Task to carry out:
Reproduce word for word the part of the records below that opens with the line containing "Note: mark the excavator track" and closes with the line containing "pixel 1036 841", including both of those lines.
--- Listed entries ---
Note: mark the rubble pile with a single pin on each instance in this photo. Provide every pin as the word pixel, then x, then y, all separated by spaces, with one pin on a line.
---
--- Listed entries ---
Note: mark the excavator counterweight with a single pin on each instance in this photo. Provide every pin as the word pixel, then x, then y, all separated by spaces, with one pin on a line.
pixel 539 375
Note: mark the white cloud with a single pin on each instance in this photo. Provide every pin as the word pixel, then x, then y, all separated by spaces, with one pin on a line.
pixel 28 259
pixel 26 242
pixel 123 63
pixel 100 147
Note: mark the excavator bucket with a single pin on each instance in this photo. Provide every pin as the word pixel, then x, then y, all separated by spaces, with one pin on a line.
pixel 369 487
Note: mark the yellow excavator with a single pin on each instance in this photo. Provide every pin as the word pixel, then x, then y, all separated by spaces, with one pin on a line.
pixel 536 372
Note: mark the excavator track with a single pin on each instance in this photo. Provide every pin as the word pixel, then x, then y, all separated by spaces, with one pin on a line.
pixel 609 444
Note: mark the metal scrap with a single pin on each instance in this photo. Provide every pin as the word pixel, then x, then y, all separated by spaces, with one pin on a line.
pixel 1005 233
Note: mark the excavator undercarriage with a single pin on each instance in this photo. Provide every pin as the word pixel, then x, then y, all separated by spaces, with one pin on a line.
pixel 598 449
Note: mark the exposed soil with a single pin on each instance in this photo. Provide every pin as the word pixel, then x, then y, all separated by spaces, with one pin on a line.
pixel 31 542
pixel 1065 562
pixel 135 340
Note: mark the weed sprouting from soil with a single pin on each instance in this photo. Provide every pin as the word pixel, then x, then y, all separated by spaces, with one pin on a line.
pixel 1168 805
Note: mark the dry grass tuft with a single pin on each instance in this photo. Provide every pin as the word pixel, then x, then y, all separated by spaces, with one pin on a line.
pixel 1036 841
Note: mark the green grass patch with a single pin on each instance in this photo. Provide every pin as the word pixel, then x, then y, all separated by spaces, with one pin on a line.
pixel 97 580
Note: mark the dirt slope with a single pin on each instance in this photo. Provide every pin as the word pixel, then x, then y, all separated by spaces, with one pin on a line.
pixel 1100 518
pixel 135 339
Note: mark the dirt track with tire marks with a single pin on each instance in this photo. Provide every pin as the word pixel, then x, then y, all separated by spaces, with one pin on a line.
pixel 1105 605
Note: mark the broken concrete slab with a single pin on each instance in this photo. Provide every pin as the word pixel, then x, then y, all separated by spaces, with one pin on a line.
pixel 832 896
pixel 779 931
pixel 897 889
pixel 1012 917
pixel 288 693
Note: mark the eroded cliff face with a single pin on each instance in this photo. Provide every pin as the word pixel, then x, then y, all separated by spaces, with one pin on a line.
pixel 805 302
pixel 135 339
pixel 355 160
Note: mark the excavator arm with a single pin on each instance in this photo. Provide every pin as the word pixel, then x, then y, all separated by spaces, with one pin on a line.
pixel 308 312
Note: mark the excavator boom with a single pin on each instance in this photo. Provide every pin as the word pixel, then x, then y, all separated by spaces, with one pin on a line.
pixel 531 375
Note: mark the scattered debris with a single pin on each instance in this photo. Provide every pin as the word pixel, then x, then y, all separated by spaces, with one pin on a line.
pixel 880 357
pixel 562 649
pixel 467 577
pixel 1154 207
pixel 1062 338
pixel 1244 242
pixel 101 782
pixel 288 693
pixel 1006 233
---
Result below:
Note: mark the excavator track with a single pin on each instance in this photo. Provide every pin as the word pixel, then x, then y, all separated by spaces, with one pin on a line.
pixel 609 444
Note: mark the metal scrap with a single pin on each instance in this photo. Provide every pin as the word pixel, then x, then y, all separated by spaces, with one pin on a line.
pixel 1005 233
Note: mark the excavator undercarriage with a single pin on each instance in this photo. Provide every pin as the word pixel, then x, then y, all separated by spaces, with one pin on a line.
pixel 598 449
Note: mark the exposed soil with a single pin on each instance in this photo. Provide every pin as the word pixel, then x, then y, all separated by spaces, with one pin on a line.
pixel 31 542
pixel 1065 562
pixel 135 340
Note: mark the weed sprouting from soil with a single pin on each instance in this photo. Provide every pin as the word pixel, then x, then y, all separated by spaces, with one pin on a line.
pixel 1168 805
Note: mark the dry grass tuft with a single pin on each instance in this photo. Provide every pin as the word pixel, then x, then y, all separated by spaces, with one pin on a line.
pixel 1036 841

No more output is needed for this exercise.